-- START OF Input for this task --

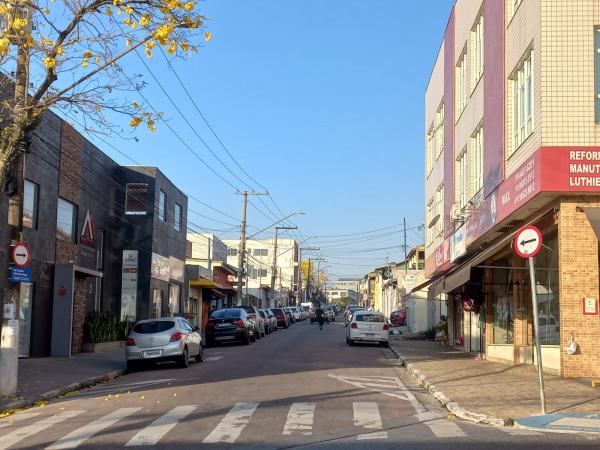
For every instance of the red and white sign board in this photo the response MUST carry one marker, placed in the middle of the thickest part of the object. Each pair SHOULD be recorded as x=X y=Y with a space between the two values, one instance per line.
x=590 y=306
x=528 y=241
x=21 y=254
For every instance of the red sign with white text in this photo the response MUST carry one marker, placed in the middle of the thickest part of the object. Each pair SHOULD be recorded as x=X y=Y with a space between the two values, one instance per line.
x=549 y=169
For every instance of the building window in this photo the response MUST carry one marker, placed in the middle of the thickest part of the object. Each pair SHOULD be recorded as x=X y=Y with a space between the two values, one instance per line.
x=502 y=313
x=522 y=110
x=162 y=206
x=513 y=5
x=66 y=220
x=461 y=83
x=430 y=150
x=174 y=298
x=428 y=219
x=462 y=179
x=477 y=50
x=597 y=73
x=136 y=195
x=178 y=217
x=30 y=204
x=477 y=152
x=439 y=209
x=547 y=291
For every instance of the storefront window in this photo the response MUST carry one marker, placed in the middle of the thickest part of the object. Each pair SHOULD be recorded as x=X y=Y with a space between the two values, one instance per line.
x=546 y=274
x=502 y=310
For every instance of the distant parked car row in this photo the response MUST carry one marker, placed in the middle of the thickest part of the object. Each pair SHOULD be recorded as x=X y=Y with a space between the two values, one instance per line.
x=175 y=339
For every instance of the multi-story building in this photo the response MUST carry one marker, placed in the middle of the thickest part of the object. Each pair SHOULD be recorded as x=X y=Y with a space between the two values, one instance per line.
x=102 y=237
x=512 y=138
x=259 y=269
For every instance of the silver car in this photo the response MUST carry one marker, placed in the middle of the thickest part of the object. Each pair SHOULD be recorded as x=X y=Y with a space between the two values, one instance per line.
x=165 y=339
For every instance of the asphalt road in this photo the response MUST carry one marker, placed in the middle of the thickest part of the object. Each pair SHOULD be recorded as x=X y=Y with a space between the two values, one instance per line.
x=297 y=388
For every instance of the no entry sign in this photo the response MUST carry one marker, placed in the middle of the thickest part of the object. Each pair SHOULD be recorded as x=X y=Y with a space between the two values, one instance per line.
x=21 y=254
x=528 y=241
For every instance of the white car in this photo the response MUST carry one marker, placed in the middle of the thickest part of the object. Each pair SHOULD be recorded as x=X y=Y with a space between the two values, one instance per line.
x=367 y=326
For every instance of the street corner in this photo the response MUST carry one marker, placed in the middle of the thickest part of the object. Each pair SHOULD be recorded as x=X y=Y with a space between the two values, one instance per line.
x=562 y=423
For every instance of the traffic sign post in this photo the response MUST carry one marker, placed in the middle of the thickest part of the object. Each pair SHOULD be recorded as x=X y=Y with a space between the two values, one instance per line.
x=527 y=244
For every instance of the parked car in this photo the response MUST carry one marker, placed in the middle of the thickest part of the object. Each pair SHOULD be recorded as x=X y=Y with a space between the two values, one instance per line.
x=398 y=318
x=296 y=313
x=283 y=320
x=229 y=325
x=269 y=319
x=165 y=339
x=352 y=310
x=366 y=326
x=290 y=314
x=330 y=312
x=259 y=323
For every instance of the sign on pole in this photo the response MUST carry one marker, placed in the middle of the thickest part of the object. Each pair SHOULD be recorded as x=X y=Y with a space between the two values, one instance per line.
x=21 y=254
x=527 y=244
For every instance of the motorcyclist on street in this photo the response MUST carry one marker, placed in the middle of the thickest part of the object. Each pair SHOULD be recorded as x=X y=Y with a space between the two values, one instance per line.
x=320 y=314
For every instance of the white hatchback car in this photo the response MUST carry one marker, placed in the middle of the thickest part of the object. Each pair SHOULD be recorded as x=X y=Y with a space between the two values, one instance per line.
x=367 y=326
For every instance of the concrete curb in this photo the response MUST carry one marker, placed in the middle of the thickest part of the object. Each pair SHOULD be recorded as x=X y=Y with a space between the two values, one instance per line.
x=25 y=403
x=450 y=405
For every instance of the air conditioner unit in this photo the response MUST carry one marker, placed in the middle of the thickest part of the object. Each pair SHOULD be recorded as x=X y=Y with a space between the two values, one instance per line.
x=456 y=213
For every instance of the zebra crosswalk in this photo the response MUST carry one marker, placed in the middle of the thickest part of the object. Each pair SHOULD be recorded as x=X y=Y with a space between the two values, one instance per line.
x=368 y=424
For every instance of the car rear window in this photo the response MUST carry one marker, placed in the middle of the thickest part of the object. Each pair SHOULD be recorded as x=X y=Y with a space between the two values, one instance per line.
x=369 y=318
x=157 y=326
x=226 y=313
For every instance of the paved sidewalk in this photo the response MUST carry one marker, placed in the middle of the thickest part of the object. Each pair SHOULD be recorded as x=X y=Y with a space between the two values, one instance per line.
x=45 y=378
x=494 y=390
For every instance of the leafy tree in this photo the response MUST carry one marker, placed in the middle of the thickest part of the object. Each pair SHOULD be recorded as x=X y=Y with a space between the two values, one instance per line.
x=67 y=55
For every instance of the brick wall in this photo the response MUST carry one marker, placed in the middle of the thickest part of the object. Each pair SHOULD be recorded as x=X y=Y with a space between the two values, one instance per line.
x=578 y=278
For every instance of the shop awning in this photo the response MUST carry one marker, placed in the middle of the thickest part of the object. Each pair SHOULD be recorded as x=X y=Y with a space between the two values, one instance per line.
x=203 y=282
x=593 y=215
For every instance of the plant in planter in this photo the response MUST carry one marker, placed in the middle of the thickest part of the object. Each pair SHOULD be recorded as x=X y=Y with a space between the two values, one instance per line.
x=104 y=327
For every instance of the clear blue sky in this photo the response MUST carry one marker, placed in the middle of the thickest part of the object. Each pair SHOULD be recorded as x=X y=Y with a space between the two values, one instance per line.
x=321 y=101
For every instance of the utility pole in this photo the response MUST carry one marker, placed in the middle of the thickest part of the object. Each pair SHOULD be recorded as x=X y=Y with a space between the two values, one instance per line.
x=405 y=248
x=242 y=247
x=9 y=333
x=274 y=270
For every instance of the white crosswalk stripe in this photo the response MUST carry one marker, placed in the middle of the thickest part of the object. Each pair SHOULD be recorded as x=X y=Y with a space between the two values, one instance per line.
x=232 y=425
x=443 y=428
x=366 y=415
x=39 y=426
x=18 y=418
x=80 y=435
x=300 y=419
x=161 y=426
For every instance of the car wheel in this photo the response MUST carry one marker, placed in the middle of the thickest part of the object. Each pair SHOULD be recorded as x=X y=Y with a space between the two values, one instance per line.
x=184 y=359
x=200 y=355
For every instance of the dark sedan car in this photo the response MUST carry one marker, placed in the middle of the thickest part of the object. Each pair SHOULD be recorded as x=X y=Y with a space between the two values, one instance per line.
x=229 y=325
x=283 y=319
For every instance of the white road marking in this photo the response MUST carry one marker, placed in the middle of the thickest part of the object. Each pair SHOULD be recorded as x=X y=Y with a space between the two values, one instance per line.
x=29 y=430
x=82 y=434
x=390 y=386
x=520 y=432
x=161 y=426
x=17 y=418
x=366 y=415
x=443 y=428
x=232 y=425
x=300 y=419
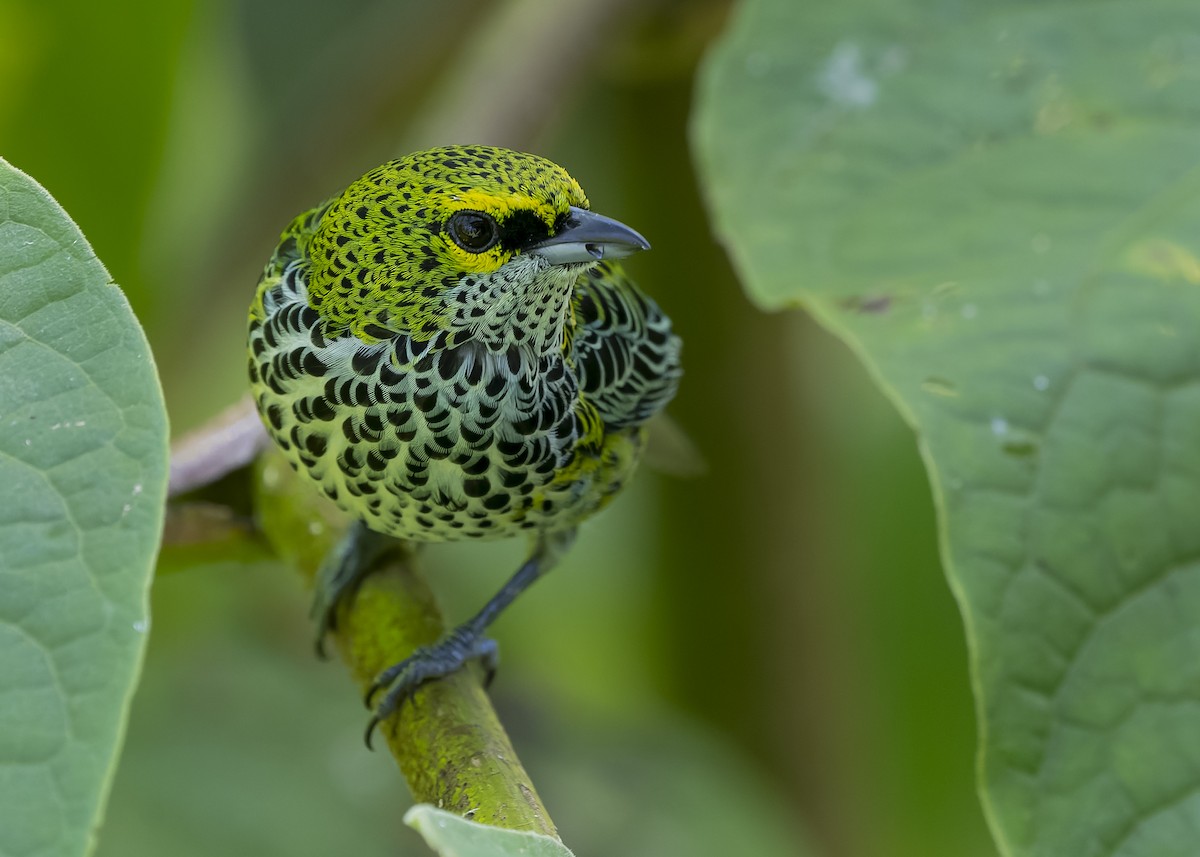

-- END OF Input for this task --

§ Task requirements: Convert the lines above into a JSON list of strings, with one string for each line and blank lines left out, starting with the line containing "For every instance of the air" and going on through the line containing "x=104 y=327".

§ Solution for this task:
[
  "For every instance of the air conditioner unit in this photo the response MUST carry one marker, placed in the middle of the thickest part of the object. Each pair SHOULD be recorded as x=X y=Y with a space between the two values, one instance per line.",
  "x=456 y=213",
  "For every instance of the zebra crosswalk in this photo the response MUST carry one marker, placed in the middle of the thickest part of the object. Each pair SHOULD be recorded as x=X y=Y with a space between the two values, one instance per line.",
  "x=368 y=424",
  "For every instance of the car rear window in this photo the response MUST carry one marker, placed in the middle of the thickest part of the object. Each pair SHOULD be recorded as x=X y=Y with a space between the two values, one instance per line.",
  "x=369 y=318",
  "x=157 y=326",
  "x=226 y=313",
  "For every instance of the paved sidewalk in this photo the response MUST carry one marker, placed in the middle of the thickest part of the object. Each pair SHOULD be recorded as x=X y=Y with a space between the two values, one instance per line.",
  "x=45 y=378",
  "x=494 y=390",
  "For every instance of the leafy tree in this photo the response MUST carry one marker, placed in the middle of the thickest part of the object. Each pair SHOULD be recorded as x=X y=Y with a space between the two values, one instance per line.",
  "x=67 y=55",
  "For every instance of the brick wall in this photo the response MUST carry one marker, placed in the middle of the thickest part of the object. Each pair SHOULD be recorded as x=X y=Y with a space between the two values, one instance per line.",
  "x=578 y=278",
  "For every instance of the shop awning in this photo the response MUST carry one marker, placed in the middle of the thickest part of the object. Each pair SHOULD be recorded as x=X y=Y with a space between the two values, one instance per line.",
  "x=203 y=282",
  "x=593 y=215",
  "For every instance of the plant in planter in this photo the response MUST carry one marker, placed in the middle of the thickest part of the object. Each pair SHOULD be recorded as x=X y=Y with a space between the two values, one instance per line.",
  "x=104 y=327"
]